Exercise requirements — Look below and pull out each line with the word "panel".
== Extracted entries
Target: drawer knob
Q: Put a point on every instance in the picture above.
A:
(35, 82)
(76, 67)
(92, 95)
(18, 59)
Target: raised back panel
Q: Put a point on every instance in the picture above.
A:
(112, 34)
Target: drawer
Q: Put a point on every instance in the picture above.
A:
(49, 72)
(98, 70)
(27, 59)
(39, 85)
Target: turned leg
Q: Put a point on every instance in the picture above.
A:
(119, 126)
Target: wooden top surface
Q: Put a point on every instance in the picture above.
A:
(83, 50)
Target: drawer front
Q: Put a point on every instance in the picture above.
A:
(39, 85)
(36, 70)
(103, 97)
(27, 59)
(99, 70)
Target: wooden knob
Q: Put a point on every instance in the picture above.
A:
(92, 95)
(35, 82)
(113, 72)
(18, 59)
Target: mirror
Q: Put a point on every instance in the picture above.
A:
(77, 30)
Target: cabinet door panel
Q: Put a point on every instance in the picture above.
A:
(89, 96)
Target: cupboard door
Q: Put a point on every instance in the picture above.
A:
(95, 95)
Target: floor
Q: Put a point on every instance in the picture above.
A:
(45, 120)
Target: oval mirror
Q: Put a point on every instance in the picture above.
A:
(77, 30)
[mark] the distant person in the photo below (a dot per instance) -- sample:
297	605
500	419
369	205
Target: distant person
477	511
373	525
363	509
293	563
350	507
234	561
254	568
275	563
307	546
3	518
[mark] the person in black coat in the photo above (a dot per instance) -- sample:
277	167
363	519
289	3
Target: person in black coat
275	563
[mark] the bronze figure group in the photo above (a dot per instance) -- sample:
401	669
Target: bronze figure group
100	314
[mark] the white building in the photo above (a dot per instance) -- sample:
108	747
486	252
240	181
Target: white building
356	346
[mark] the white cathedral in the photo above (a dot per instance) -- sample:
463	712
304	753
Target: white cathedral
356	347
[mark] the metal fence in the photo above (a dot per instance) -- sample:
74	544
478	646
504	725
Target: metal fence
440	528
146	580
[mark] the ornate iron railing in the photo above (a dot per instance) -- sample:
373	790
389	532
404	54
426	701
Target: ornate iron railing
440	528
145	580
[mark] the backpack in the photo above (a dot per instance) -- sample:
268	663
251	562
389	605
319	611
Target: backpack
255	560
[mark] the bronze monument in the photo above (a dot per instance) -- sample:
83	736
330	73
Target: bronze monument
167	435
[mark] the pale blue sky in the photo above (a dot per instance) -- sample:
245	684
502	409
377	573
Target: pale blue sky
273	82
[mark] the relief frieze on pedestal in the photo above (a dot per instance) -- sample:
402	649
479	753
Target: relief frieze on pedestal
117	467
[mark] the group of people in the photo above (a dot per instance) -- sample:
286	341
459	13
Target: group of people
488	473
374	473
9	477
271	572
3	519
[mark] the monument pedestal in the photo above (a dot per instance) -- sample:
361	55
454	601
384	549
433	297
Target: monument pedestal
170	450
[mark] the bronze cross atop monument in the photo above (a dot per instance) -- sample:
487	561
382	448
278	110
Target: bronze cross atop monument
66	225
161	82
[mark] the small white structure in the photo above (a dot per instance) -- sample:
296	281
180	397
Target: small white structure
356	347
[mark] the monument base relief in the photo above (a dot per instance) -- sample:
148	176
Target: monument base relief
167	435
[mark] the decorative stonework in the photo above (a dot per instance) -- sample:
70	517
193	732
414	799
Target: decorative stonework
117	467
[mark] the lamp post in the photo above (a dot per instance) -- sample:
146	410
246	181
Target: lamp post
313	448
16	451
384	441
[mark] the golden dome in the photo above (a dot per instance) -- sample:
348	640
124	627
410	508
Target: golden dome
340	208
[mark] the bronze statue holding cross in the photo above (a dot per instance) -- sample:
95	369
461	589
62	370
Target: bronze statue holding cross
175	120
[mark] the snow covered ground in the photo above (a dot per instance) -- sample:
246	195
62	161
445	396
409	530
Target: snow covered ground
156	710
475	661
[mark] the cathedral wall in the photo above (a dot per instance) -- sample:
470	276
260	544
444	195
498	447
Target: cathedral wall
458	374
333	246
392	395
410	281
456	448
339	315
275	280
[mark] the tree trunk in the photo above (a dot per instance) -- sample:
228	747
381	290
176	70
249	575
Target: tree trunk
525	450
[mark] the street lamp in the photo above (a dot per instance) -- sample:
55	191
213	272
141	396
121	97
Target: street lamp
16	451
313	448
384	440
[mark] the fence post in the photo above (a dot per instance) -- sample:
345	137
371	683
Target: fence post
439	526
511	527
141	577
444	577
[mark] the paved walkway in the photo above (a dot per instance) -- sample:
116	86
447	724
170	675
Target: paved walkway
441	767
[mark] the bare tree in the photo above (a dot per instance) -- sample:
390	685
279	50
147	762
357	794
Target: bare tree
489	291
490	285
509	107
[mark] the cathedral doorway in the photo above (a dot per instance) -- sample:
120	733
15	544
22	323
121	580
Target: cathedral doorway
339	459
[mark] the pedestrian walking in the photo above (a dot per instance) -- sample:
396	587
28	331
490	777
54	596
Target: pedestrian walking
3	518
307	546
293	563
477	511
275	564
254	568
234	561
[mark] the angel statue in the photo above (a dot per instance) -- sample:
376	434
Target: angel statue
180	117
====
Answer space —
Target: raised back panel
Target: cabinet door panel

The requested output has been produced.